• _Trecho da página_:
※

O fato é que a gestão ficou cega: O cidadão e o servidor passaram a ser problemas para se atingir a "meta". "Façam os números, custe o que custar, pois não posso perder meu DAS!!!", é assim que parece que as gerências funcionam.
Segurado faltou? Nem querem saber. Tanto que isso nem é medido. Mas se importam com os remarcados, pois existe indicador para essa ação. Documento irregular? Ah, você é "detalhista", diz o chefete da agência... O problema para o servidor não ser "detalhista" é que tem o MPF na cola, o TCU, a CGU etc etc etc. No dia em que se cai numa dessas malhas, a agilidade pelo "social" vira "suspeita de fraude".
Já falamos há tempos: otimizem o número de agendas com diminuição das marcações por agenda. No início vai ter impacto negativo nos índices mas destravando a máquina a operação começa a ocorrer com fluidez, o número médio de atendimentos vai aumentar e em médio prazo o tempo de espera vai cair.
Mas falar em reduzir o número de agendamentos parece uma heresia. A quebra de um dogma, um tabu. Como se a gestão fosse infalível, tal qual os Papas, e em algum momento algum "papado inssano" determinou que não se pode reduzir o número de agendamentos para o médico e isso fica como uma osteomielite na perna da autarquia, sempre lá, presente, fedendo e impedindo a casa de andar direito.
Insistem em fazer o "computador humano" rodar "vários programas" ao mesmo tempo = a memória fica lotada e todo o computador trava e fica lento.
Ter TMEA <15 dias não é, nem de longe, igual a estar atendendo bem o cidadão. Como o cidadão foi tratado? Foi bem? Foi mal? Vai dar retrabalho pro segurado? O direito dele foi reconhecido adequadamente? Uma gerência pode fazer mutirão de 48 perícias por perito por dia, negar 100% dos pedidos de ofício e dizer que seus números estão bons. Isso torna essa gerência boa? Aos olhos dos que só sabem medir, sim. Mas para a população, não.

※

Entradas do conjunto de dados:
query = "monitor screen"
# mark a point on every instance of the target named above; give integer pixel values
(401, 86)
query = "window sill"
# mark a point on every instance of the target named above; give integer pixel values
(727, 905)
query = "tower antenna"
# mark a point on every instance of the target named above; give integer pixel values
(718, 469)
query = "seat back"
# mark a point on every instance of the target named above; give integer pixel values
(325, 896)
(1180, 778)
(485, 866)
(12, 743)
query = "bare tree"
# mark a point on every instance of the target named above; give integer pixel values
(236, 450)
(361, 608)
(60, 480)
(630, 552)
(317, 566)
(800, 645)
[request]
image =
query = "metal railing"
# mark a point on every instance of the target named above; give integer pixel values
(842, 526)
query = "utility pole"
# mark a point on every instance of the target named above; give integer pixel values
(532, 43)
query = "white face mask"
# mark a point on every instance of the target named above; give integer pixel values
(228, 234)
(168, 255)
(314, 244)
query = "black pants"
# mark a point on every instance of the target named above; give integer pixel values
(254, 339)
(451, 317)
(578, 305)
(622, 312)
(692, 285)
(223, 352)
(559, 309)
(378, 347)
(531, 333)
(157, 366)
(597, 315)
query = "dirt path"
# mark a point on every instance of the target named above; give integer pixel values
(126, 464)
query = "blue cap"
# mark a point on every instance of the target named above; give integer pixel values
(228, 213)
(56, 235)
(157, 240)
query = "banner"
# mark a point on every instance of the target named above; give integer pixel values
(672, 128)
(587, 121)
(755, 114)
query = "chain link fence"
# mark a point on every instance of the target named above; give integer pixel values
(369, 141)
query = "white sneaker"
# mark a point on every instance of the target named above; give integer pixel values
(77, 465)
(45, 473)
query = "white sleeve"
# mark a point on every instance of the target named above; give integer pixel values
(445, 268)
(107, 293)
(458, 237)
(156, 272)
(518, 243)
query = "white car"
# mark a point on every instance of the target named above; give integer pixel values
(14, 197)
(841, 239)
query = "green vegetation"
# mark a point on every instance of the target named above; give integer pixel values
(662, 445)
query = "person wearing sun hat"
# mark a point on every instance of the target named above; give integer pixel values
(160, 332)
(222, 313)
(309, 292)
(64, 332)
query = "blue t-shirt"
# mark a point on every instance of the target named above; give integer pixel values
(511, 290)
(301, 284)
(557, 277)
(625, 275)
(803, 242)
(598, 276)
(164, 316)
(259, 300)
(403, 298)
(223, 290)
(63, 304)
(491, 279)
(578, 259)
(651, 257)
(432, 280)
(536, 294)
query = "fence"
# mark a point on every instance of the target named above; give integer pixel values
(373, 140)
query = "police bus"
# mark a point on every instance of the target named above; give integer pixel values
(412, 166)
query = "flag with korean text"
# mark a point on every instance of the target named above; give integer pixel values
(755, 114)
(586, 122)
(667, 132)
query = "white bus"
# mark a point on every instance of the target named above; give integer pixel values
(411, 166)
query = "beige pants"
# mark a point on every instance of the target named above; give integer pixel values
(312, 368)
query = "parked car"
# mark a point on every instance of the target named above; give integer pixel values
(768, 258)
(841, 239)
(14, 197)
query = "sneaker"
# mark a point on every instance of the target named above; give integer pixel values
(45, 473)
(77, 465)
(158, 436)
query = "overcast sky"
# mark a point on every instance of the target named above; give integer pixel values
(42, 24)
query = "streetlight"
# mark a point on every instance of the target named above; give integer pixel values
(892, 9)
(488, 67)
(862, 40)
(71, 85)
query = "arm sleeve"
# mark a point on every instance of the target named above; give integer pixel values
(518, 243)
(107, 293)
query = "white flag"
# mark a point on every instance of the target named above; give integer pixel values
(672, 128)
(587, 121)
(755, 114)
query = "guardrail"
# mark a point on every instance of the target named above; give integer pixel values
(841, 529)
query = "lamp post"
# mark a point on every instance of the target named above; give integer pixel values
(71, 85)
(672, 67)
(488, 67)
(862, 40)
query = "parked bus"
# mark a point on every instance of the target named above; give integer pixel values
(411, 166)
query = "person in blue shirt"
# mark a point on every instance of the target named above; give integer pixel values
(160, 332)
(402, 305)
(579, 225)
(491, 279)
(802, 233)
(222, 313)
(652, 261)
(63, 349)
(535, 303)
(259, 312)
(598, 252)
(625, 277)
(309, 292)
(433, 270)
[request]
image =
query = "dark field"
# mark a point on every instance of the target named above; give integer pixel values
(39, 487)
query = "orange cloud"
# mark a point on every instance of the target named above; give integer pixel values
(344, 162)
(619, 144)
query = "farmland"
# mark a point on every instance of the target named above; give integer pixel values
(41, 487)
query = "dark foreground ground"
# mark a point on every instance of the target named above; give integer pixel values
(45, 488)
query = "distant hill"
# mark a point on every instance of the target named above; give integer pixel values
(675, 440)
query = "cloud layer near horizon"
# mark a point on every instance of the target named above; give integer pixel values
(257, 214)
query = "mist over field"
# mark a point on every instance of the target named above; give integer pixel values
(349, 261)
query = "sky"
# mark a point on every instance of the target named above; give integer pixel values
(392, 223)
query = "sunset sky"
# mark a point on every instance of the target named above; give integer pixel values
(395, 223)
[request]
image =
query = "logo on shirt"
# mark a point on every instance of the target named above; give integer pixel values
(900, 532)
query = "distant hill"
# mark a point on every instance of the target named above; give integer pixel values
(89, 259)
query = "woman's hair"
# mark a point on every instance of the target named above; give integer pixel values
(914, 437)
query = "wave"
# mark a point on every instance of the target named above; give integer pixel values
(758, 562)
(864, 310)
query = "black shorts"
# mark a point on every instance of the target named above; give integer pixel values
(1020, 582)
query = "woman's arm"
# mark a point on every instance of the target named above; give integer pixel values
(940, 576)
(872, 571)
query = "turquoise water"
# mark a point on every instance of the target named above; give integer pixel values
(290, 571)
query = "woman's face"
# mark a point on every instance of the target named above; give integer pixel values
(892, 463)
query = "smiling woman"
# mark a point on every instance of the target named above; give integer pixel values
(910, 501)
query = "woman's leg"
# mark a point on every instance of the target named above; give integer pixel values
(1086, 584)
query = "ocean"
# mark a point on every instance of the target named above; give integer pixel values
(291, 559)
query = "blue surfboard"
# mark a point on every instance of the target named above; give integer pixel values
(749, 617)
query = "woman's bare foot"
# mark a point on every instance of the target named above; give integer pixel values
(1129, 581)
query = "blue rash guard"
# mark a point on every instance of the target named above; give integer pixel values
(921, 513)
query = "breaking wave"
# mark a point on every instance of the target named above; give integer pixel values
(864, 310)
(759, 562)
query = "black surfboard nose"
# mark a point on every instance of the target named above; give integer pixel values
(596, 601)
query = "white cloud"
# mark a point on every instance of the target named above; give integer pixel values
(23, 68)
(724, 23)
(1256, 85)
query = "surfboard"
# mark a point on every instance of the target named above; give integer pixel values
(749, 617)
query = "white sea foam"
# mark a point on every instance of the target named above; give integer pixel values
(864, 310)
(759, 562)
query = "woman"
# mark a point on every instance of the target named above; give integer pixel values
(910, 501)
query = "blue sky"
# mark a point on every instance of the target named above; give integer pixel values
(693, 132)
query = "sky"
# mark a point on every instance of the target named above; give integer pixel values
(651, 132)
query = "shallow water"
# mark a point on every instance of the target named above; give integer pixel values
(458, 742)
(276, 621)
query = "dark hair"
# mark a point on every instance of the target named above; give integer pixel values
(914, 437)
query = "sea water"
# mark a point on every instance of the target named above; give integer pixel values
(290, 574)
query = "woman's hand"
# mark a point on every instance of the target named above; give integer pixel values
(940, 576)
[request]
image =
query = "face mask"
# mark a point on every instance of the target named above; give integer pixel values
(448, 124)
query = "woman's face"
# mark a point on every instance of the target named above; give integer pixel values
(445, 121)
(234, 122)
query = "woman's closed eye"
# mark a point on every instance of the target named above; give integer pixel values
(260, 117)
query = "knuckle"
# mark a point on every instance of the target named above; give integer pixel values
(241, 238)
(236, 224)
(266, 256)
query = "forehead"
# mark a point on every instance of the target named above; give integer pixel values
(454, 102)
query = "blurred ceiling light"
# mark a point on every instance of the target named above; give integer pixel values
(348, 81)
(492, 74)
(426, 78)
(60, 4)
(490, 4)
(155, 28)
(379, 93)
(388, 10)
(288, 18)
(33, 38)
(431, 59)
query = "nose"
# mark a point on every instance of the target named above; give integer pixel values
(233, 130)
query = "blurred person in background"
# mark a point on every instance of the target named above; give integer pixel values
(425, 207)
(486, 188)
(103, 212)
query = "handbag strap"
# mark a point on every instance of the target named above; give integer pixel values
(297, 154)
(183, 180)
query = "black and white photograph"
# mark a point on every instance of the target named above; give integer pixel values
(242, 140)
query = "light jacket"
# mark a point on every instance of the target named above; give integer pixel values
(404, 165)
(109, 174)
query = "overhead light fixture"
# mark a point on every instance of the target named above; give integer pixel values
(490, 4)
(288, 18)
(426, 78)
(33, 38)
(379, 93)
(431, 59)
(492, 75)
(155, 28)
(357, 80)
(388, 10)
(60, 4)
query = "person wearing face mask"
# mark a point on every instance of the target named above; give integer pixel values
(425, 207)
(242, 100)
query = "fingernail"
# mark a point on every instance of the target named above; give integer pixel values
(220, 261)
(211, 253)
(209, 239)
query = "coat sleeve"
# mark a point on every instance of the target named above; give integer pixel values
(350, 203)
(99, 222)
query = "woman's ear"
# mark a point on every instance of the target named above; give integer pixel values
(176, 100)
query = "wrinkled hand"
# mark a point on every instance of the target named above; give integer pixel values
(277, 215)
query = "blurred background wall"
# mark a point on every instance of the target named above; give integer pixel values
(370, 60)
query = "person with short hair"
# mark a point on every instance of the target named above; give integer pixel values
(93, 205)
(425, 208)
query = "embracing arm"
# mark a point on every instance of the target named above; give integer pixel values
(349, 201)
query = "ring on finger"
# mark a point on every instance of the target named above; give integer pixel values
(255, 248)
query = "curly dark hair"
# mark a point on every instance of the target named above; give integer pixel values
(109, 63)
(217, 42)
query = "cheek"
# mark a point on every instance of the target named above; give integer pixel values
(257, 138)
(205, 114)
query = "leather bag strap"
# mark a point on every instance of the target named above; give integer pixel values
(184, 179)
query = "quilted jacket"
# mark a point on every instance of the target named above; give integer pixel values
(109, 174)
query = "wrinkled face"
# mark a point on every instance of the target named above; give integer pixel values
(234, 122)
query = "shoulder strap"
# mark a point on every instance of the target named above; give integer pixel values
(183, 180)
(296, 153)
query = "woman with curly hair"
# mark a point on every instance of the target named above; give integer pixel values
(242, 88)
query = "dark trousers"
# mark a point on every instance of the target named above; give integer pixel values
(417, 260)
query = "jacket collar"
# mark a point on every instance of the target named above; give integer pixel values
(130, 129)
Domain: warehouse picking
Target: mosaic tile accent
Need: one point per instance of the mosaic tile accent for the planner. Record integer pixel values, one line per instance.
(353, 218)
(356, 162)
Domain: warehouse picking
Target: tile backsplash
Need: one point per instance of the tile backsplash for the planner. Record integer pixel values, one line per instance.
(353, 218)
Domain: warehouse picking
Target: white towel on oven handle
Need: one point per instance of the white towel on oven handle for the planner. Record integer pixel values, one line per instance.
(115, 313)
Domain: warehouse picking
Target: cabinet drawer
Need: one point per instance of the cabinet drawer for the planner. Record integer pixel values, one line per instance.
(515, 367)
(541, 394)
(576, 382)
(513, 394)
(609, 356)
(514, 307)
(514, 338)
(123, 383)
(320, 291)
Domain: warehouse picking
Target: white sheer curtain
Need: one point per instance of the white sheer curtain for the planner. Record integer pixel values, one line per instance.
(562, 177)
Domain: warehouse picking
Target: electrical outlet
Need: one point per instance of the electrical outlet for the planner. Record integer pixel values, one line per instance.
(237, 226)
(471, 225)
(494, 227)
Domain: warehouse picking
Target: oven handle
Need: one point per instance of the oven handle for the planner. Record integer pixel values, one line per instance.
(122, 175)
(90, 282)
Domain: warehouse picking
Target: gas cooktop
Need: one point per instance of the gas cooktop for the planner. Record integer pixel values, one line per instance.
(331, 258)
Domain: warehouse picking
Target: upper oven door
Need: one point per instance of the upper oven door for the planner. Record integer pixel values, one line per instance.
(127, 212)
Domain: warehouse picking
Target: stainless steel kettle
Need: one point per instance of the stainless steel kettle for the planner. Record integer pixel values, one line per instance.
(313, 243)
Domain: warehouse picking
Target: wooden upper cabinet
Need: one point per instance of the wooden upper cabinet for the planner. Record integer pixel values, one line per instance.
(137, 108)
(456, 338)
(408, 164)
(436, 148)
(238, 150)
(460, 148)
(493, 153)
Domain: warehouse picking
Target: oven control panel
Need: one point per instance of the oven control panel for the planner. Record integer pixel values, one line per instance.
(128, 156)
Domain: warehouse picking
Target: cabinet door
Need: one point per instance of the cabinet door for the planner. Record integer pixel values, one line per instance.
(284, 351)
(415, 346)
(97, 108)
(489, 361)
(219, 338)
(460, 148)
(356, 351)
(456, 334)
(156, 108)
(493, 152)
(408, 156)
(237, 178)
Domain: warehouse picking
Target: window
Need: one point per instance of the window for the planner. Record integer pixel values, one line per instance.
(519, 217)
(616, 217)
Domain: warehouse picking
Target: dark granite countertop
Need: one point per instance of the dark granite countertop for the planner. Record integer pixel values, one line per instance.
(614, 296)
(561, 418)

※

• _Experimente_: Segundo o trecho da página, o que se propõe otimizar e de que forma?

• _Exercício resolvido_: O número de agendas, diminuindo as marcações por agenda.